_HOW TO COMPLETE THIS TASK_
Write the next part of the mission trip account, starting right after its final sentence.

_SUPPLIED PASSAGE_
===============

I personally had two conversations that made the whole trip worth it -- although it was worth it to begin with, I felt like God set these up just for me.  One conversation was sparked by the question, "Why aren't there any girls around here that are our age?"  She was 15 and she was right -- there were easily 40 kids under the age of 10 with only slightly more boys than girls, but after that, most kids over the age of 10 were boys.  We met two girls who were 14 and 17 -- the 17 year old was married and very pregnant.  I talked about how I didn't know for sure, but in a situation like this, many times the teenage girls have a job that's meant to earn extra income for the family. Different neighborhoods I knew in the Philippines had similar observations made and when the right people finally asked the right questions, we found out that often the oldest girl is often traded for money and sold into either forced labor situations or human trafficking.  The student was mortified -- how could someone sell their own kid?!
This lead to a deep and tough discussion about how poverty is so much more than "not having money," but it's a mindset that messes with one's judgment of right and wrong or okay because the will to survive is simply stronger.  The other conversation followed immediately after with another student who had been listening and processing the observation of no teenage girls.  She talked about how she always knew God had a plan for her, but she didn't know what it was, so she just told people she wants to be a make-up artist when she gets older.  She said that after hearing and seeing the life that these people are living, she wants to pursue anti-trafficking as a possible career path.  What an awesome moment of revelation!!

I would also like to add that one of my personal favorite moments of the trip was the inevitable "pillow talk" that happens late at night when we all know we should be sleeping, but talking is just too much fun.  The girls in my room and I shared one night where they asked me all kinds of questions about God, how I ended up in the Philippines, boys I've dated, etc. Without sharing too much, I can say that it meant a lot to me that they listened and could also see God working in me by the way I've lived my life so far.  I loved being able to be open and honest, even though life is hard sometimes, because I've expected nothing less of them.

===============

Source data

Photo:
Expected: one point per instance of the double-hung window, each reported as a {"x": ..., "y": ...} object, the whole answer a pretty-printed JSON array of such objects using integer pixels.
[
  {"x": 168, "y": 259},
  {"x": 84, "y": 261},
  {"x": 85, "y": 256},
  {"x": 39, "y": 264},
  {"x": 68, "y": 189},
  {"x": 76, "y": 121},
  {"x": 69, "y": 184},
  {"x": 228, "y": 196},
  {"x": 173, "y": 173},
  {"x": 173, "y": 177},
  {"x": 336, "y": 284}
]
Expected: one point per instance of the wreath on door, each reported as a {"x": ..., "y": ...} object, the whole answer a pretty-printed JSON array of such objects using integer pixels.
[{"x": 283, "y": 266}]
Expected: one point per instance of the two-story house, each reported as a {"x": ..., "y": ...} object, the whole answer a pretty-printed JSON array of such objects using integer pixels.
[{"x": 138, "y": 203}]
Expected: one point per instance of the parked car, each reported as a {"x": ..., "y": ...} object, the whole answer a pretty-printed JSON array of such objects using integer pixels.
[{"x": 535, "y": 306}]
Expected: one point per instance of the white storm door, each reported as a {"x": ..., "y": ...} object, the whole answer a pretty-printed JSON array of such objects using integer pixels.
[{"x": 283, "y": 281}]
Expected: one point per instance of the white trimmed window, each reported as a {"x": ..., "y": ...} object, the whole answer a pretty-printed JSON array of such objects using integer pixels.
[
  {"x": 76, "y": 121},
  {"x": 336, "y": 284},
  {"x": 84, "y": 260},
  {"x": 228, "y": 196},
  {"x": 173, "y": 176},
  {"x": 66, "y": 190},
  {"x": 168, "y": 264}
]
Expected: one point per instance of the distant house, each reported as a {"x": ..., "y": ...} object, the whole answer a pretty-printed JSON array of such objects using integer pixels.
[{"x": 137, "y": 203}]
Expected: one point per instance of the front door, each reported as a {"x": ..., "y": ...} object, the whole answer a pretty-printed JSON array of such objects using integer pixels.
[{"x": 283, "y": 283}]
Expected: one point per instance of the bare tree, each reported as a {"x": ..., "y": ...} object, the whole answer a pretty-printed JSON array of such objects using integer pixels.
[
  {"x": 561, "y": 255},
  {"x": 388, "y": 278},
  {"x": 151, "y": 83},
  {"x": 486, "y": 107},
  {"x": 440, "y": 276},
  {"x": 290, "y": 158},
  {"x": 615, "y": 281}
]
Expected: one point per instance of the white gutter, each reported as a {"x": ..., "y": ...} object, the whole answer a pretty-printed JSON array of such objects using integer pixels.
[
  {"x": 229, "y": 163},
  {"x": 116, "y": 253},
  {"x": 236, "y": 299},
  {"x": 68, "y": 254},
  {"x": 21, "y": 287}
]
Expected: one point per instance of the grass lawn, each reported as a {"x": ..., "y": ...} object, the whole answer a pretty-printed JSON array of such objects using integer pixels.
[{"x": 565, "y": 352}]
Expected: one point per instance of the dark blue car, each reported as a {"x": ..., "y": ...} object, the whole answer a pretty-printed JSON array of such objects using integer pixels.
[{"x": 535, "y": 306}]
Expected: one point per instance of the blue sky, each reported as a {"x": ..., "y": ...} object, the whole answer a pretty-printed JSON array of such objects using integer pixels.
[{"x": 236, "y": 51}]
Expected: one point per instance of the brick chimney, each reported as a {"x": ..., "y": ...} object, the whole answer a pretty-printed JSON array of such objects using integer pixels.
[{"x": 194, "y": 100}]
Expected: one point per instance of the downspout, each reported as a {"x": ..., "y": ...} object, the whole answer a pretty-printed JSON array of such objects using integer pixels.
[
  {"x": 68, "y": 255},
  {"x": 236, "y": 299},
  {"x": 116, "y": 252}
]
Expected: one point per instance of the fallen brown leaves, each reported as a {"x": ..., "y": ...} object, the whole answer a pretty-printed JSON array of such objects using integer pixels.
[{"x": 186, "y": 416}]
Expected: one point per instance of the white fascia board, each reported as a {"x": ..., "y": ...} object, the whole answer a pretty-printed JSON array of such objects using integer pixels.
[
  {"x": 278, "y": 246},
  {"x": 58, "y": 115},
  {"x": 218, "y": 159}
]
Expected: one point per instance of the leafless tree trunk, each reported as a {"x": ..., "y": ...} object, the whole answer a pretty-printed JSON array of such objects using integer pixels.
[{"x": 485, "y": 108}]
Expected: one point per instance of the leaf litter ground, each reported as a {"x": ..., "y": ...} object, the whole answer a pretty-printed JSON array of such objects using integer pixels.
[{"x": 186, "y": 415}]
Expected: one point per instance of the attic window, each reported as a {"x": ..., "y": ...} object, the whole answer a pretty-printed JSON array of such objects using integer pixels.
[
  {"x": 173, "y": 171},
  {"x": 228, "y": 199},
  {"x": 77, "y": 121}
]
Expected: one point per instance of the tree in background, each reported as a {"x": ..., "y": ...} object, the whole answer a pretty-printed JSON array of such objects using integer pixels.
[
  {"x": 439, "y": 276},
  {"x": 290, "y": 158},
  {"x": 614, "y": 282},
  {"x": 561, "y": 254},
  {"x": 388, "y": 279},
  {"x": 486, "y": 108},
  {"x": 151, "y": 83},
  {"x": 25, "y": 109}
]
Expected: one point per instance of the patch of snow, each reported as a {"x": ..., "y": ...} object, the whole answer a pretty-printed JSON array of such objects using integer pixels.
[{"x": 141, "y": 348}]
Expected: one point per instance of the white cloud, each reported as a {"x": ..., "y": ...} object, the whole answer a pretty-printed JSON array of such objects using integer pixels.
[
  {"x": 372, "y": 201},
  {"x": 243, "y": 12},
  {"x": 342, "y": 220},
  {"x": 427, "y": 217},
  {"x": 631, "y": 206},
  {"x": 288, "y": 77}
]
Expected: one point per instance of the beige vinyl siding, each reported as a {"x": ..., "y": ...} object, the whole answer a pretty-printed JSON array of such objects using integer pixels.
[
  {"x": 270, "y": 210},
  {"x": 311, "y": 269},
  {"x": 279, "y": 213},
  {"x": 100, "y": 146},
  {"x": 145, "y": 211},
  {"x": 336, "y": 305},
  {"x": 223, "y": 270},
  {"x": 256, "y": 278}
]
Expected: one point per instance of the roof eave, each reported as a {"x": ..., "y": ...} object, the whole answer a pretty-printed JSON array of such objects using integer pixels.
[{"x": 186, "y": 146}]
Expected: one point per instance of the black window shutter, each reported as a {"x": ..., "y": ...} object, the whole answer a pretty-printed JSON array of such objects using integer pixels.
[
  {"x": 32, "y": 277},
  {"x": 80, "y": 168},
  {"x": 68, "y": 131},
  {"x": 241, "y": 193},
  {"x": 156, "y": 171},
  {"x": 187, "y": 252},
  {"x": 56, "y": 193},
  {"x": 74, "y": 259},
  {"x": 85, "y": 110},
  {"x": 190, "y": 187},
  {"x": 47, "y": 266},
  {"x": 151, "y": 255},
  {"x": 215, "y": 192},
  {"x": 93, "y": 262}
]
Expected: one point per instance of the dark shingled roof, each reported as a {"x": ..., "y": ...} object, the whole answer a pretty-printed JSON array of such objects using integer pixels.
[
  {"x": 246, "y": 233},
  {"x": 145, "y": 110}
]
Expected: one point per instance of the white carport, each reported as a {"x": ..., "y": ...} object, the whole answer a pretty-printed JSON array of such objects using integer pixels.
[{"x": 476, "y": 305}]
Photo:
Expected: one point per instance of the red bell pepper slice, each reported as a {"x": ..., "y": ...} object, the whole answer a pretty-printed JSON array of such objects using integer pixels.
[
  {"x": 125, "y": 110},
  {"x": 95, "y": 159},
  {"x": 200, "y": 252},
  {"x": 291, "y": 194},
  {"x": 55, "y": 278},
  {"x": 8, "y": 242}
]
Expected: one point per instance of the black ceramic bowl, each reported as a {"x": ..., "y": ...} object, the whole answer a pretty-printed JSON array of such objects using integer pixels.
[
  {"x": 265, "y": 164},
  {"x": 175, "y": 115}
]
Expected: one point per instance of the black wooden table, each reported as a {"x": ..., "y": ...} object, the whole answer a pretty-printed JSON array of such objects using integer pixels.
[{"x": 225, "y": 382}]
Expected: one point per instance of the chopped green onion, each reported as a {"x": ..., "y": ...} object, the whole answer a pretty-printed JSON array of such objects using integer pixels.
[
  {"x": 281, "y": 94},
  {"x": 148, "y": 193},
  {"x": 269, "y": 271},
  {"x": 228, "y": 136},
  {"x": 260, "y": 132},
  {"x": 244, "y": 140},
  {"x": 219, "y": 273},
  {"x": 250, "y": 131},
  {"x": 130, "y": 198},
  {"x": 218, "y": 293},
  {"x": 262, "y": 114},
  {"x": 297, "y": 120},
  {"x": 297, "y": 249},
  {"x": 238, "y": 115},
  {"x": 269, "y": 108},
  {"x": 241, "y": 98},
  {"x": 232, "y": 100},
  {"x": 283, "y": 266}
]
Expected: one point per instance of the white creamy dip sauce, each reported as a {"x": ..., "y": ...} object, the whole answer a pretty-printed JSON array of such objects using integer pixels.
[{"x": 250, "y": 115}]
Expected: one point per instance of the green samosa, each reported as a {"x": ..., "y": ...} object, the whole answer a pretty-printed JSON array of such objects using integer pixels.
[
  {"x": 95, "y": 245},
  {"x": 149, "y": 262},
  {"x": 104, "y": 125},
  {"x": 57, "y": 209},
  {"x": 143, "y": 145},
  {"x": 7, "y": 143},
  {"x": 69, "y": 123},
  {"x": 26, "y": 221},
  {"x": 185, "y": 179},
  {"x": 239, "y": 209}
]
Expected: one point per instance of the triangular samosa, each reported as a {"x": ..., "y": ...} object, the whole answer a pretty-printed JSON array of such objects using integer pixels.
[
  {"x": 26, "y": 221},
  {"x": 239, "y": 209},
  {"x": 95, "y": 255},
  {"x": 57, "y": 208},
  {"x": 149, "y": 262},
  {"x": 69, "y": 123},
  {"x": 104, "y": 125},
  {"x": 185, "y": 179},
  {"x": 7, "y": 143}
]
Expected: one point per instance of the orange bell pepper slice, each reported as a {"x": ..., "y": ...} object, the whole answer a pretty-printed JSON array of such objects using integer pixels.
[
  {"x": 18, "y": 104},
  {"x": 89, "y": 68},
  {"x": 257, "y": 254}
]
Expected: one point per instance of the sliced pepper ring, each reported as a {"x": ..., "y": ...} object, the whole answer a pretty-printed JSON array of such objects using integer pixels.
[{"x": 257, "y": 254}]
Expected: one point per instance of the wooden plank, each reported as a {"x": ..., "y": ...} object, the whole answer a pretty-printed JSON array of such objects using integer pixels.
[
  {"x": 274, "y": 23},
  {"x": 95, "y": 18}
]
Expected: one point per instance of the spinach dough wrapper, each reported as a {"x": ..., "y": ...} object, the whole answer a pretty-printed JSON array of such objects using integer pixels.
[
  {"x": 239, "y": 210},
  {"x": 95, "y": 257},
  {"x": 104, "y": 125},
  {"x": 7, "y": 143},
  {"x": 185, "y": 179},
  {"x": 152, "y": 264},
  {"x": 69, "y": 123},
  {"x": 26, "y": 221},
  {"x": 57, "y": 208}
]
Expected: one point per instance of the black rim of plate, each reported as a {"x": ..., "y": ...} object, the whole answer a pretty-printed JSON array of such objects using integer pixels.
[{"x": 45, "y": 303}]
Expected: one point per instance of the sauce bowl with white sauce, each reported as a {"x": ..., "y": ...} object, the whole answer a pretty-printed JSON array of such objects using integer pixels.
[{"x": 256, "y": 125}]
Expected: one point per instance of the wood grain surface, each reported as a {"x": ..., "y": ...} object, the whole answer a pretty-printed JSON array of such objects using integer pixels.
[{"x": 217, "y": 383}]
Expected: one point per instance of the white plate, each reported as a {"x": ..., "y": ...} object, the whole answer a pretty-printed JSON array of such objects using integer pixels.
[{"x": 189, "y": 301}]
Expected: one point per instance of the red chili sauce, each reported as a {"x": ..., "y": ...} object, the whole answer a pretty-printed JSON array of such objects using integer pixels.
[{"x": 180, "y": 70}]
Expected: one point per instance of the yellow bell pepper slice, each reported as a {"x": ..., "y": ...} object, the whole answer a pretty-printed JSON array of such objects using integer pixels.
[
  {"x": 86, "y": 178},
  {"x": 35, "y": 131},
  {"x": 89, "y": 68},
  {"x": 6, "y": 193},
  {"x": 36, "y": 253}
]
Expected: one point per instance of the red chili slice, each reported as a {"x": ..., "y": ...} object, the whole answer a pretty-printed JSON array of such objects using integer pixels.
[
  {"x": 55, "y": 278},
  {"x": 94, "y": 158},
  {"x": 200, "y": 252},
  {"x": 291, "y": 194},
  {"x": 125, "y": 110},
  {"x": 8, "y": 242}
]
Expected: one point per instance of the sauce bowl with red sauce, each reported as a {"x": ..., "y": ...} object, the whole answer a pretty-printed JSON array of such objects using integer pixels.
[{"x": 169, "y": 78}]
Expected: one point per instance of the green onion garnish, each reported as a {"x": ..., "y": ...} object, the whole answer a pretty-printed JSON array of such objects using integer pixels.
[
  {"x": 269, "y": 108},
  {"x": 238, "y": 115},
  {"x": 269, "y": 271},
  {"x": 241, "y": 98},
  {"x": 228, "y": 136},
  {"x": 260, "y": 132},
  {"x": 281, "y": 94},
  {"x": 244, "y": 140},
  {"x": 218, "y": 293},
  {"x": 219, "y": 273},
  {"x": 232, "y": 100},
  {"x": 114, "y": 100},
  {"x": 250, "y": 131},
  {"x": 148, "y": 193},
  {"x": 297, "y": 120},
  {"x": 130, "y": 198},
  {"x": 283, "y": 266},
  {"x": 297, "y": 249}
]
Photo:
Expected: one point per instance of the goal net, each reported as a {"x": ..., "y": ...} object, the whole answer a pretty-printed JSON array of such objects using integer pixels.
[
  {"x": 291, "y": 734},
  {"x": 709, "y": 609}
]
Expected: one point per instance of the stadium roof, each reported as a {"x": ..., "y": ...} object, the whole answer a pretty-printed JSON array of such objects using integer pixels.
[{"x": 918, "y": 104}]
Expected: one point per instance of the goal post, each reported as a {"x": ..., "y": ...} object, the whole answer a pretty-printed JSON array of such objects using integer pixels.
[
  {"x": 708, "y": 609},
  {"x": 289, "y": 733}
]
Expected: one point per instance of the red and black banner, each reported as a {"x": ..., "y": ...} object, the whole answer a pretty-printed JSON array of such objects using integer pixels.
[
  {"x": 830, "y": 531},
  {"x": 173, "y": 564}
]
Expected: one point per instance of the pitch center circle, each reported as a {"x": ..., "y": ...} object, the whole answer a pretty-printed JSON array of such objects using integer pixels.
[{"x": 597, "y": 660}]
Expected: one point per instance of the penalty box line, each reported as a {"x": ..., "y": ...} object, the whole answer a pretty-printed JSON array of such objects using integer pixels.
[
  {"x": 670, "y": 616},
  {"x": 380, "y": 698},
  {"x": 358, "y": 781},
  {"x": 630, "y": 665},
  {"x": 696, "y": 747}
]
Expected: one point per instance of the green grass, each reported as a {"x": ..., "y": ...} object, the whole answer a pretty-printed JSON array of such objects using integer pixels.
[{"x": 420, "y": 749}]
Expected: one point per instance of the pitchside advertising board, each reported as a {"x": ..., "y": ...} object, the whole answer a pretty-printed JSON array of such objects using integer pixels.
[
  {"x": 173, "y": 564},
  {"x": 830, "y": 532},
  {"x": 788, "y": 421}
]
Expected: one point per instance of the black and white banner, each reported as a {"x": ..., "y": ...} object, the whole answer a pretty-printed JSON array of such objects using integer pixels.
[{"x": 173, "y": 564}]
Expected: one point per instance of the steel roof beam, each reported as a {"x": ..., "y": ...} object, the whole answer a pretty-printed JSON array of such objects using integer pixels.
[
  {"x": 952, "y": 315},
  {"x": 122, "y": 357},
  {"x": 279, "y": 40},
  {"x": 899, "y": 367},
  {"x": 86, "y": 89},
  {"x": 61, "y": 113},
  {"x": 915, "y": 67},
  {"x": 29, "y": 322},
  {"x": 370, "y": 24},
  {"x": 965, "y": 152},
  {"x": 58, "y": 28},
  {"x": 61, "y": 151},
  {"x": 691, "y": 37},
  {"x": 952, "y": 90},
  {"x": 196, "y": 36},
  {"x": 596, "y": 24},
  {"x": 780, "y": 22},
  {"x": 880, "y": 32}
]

===============

_RESULT FOR THIS TASK_
Additionally, I think it's fair to say that the group of adult leaders I got to be with were some of the best God could've picked.  Each of us had different gifts but similar senses of humor, which made getting along very easy and a lot of fun.  Some of my favorite moments are the talks I had with each one of these leaders both individually and as the 4 of us after everyone went upstairs.  Each one of them could challenge my thinking enough to make my head hurt and likewise, my input did not go un-noticed.  I was so blessed by each one of them.

But I think the single greatest way I saw God move was in how He steadied my heart.  I can't tell you what was happening in my heart in the months leading up to Ecuador.  I had so many questions about how I would react: how similar would it be to Manila?  Am I going to be a know-it-all?  What if the kids actually drive me crazy.... But from the moment I woke up on the 16th to the moment I got home, there wasn't ONE moment of wishing I was anywhere else.  There were maybe two hours the whole trip where I felt overwhelmed or needed a break, but even so -- that's nothing close to what I anticipated.  I had SO much joy and energy that I don't even know what to compare it to.  One of the leaders commented early on, "Jacque, you look like you're in your sweet spot."  So right.  I was actually LESS stressed out than when I'm teaching preschool, and I was in control of almost nothing -- me, a control freak, not stressed out during 11 days of not being in control.  I thought it wasn't possible!  This hard working mission trip became a time of respite and healing for me in ways I couldn't have imagined.  God knew what I needed and He met me there.

All glory to God for His provision, protection, guidance, comfort, power, and sufficiency.  Praise God for a great trip to Ecuador.